Textauszug
┌──

Autor: Markus OessSowohl der Modehersteller CREATION GROSS als auch die Handelskooperation EK Retail feiern in diesem Jahr ihr hundertjähriges Bestehen. Während CREATION GROSS mit den Marken CARL GROSS und CG – CLUB of GENTS in Hersbruck verwurzelt ist, bündelt EK Retail in Bielefeld als Mehrbranchenverbund zahlreiche Handelsformate. Trotz unterschiedlicher Strukturen sehen sich beide Unternehmen mit ähnlichen Herausforderungen konfrontiert: Ein herausforderndes Marktumfeld, wachsende Kosten, stagnierende Konsumlaune und die strukturellen Schwächen im mittelständischen Modehandel fordern Anpassung und Kooperation.
Das Jubiläum nutzen beide Unternehmen, um nach vorn zu blicken. CREATION GROSS setzt auf Export und Sortimentsentwicklung – etwa mit einem neuen Schuhkonzept –, während die EK Retail ihre Rolle als Bindeglied zwischen Industrie und Handel weiter schärfen will. Im Zentrum stehen Investitionen, Digitalisierung und eine engere Abstimmung mit Partnern. Im Interview sprechen Geschäftsführer Dominik Gross und Thomas Schwab, Fashion-Chef bei EK, über aktuelle Marktentwicklungen, strukturelle Fragen und Chancen durch Zusammenarbeit. Beide Unternehmen wollen – bei aller Unterschiedlichkeit – ihre Strukturen anpassen, ihre Marken schärfen und die Zusammenarbeit mit dem Handel weiter ausbauen.
FASHION TODAY: Dominik, wie läuft es aktuell?
Dominik Gross: „Aktuell ruckelt es auf dem Heimatmarkt, das ist bekannt. Gerade die Konfektion tut sich schwerer als andere Marktsegmente. Dem können wir uns nicht entziehen. Im Export sehen wir insgesamt eine positive Entwicklung. Klar ist aber auch: Die Ertragslage hat sich branchenübergreifend nicht gerade entspannt, wenn man auf die Kostenseite schaut.“
Thomas, was hörst du von den Händlern?
Thomas Schwab: „Unsere Mitgliedshäuser verzeichnen eine stabile Seitwärtsbewegung. Aufgelaufen liegen die PoS-Umsätze in Summe rund 2 Prozent unter dem Vorjahr. Während DOB und HAKA, die immerhin etwa 69 Prozent des Geschäfts ausmachen, mehr oder weniger im Gleichschritt laufen, hat sich die Kindermode nach einem starken Jahresauftakt und einem leichten Durchhänger in den vergangenen Wochen wieder erholt. Das Wäschesegment ist aktuell überproportional unter Druck und liegt bei circa 20 Prozent Umsatzanteil. Generell muss ich Dominik zustimmen. Auch im Handel ist mit einer durchschnittlichen EBIT-Marge von unter 1 Prozent nicht viel Spielraum. Umso wichtiger ist es, im Verbund Kräfte zu bündeln, zu kooperieren und mögliche Wachstumstreiber zu identifizieren.
Früher war alles besser – richtig oder falsch?

└──

Aufgabenstellung
Setzen Sie das Interview zum hundertjährigen Bestehen von CREATION GROSS und EK Retail im Anschluss an seinen letzten Satz fort.

Datensätze
┌──

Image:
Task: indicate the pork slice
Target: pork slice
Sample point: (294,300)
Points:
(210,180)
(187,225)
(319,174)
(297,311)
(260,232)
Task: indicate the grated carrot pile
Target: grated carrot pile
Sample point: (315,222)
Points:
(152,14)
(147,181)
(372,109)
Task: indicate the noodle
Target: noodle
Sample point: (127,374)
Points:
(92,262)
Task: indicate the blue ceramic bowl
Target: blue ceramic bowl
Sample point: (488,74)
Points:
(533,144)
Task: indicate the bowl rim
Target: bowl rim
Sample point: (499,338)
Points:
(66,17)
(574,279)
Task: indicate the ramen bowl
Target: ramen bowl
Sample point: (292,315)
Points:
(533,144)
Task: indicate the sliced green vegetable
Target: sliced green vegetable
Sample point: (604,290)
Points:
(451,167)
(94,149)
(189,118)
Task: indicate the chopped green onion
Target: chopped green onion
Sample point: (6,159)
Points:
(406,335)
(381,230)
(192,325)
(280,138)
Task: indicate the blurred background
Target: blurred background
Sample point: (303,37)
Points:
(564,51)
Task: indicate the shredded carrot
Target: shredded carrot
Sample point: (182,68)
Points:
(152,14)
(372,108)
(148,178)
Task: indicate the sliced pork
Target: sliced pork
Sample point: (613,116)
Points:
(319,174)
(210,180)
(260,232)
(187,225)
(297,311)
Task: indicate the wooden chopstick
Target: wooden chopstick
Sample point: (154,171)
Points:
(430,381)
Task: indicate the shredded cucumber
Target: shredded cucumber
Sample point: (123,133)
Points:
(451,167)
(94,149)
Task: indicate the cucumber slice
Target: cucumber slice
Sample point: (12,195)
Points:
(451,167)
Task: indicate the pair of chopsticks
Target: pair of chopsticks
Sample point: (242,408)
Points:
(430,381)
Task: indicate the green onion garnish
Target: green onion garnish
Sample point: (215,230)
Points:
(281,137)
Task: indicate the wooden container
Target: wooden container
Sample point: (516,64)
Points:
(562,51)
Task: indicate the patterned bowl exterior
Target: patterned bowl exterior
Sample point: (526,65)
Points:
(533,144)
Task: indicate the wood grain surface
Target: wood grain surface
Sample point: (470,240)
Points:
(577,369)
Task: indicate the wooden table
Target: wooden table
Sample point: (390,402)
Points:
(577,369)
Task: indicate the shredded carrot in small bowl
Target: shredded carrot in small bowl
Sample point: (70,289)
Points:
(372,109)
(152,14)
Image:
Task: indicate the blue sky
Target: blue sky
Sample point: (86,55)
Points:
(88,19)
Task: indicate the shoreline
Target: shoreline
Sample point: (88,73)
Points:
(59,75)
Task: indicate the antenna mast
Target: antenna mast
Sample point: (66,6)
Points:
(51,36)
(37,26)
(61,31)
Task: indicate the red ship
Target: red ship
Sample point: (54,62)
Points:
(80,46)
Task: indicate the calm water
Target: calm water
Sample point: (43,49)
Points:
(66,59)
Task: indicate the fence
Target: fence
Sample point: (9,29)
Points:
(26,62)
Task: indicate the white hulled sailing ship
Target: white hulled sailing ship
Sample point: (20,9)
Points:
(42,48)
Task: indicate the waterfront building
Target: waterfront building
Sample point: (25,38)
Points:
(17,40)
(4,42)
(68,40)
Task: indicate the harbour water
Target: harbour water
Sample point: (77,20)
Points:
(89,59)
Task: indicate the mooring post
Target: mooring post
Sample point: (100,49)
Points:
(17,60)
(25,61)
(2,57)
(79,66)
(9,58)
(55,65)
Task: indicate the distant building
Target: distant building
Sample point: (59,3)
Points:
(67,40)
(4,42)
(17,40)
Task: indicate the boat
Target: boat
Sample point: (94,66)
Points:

└──
┌──

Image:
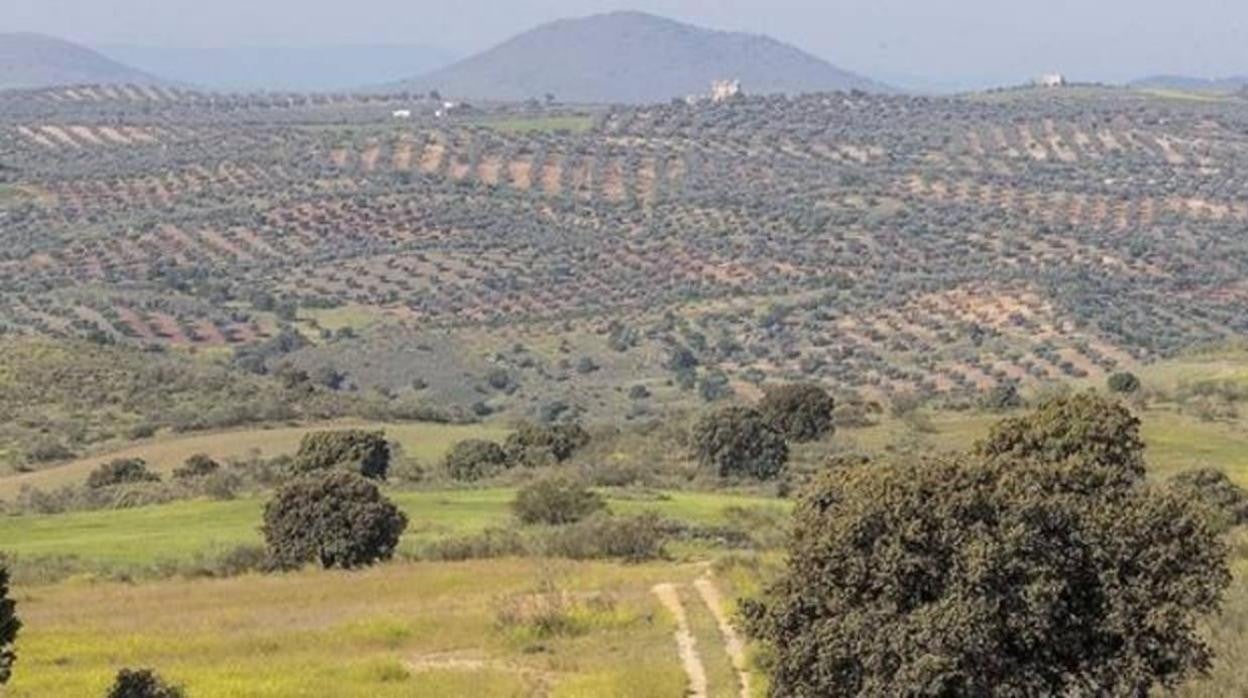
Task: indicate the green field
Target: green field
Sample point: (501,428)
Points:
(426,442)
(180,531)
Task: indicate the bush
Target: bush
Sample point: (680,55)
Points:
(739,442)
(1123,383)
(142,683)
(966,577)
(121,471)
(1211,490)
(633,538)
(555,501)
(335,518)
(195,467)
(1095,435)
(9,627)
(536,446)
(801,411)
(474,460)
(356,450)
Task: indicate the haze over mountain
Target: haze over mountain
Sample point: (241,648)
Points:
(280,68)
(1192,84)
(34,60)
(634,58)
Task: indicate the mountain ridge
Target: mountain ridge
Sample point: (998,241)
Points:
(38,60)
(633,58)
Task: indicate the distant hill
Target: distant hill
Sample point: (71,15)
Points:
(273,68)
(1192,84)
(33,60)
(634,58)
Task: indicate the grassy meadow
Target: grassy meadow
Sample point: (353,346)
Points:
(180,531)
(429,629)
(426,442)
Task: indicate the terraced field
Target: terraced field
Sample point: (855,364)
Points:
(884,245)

└──
┌──

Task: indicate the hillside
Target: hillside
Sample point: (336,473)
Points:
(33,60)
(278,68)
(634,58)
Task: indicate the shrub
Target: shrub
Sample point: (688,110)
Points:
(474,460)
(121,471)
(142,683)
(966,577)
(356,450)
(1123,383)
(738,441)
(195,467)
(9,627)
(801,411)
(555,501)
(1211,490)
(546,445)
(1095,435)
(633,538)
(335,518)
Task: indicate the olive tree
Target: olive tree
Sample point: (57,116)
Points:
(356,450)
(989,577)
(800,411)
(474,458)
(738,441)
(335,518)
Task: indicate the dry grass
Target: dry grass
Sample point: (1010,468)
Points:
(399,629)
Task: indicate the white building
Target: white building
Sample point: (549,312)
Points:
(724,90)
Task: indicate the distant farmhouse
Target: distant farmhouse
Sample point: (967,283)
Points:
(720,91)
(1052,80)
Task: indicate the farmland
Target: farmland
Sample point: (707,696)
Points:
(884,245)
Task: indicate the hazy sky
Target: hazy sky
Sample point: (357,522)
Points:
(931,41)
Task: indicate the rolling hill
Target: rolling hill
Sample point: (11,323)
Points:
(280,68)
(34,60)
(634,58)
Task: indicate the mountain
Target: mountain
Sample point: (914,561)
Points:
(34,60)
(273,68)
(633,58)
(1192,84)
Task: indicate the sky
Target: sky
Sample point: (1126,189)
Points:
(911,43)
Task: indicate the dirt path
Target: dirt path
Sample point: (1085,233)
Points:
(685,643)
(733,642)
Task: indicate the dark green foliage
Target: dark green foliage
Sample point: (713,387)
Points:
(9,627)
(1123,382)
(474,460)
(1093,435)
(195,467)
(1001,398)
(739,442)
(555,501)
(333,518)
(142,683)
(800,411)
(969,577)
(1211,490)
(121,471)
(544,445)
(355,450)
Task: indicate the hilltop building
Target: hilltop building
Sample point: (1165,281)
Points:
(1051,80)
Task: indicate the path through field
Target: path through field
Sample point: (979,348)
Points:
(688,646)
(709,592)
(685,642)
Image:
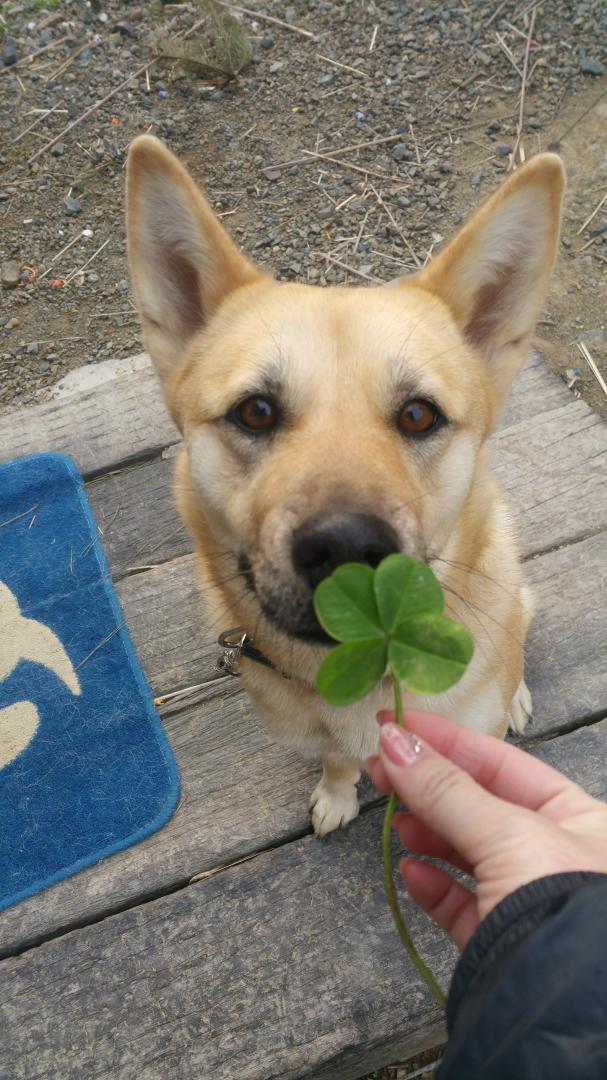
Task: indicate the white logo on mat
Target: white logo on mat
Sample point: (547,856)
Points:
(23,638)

└──

Lösung
Dominik: „So lange bin ich noch nicht in verantwortlicher Position in der Branche, um das beurteilen zu können. Es heißt oft, früher sei alles besser gewesen. Allerdings neigen wir zur Verklärung der Vergangenheit. Ich glaube, jede Zeit hat ihre besonderen Chancen und Herausforderungen. Meine Antwort lautet daher: falsch.“
Thomas: „Definitiv falsch. In der Retrospektive neigt man dazu, vielfach das ,Gute‘ hervorzuheben. Aber auch vor 20, 30 Jahren war viel Bewegung im Markt und es gab viele – sicherlich etwas anders gelagerte – Herausforderungen zu stemmen. Einzig die Geschwindigkeit und Rahmenbedingungen, mit denen sich heute die Dinge verändern, haben sich dramatisch erhöht. Das verlangt ein hohes Maß an Anpassungsfähigkeit und Bereitschaft zur Veränderung. Erfolg passiert nicht, Erfolg wird gemacht. Und es braucht mehr Einsatz.“
Beide Unternehmen sind jetzt 100 Jahre alt. Wann wird Tradition für ein Unternehmen gefährlich?
Dominik: „Gute Frage. Natürlich zeigen 100 Jahre, dass wir als Unternehmen vieles richtig gemacht haben – vor allem, dass wir uns im Markt schnell bewegen und flexibel genug sind, rechtzeitig auf Veränderungen zu reagieren. Aber wer zu oft in den Rückspiegel schaut, verpasst womöglich Chancen, die vor einem liegen. Wenn Tradition anfängt, ein Unternehmen zu lähmen, wird sie gefährlich.“
Ihr arbeitet mit und für den Handel. Was eint EK und CREATION GROSS?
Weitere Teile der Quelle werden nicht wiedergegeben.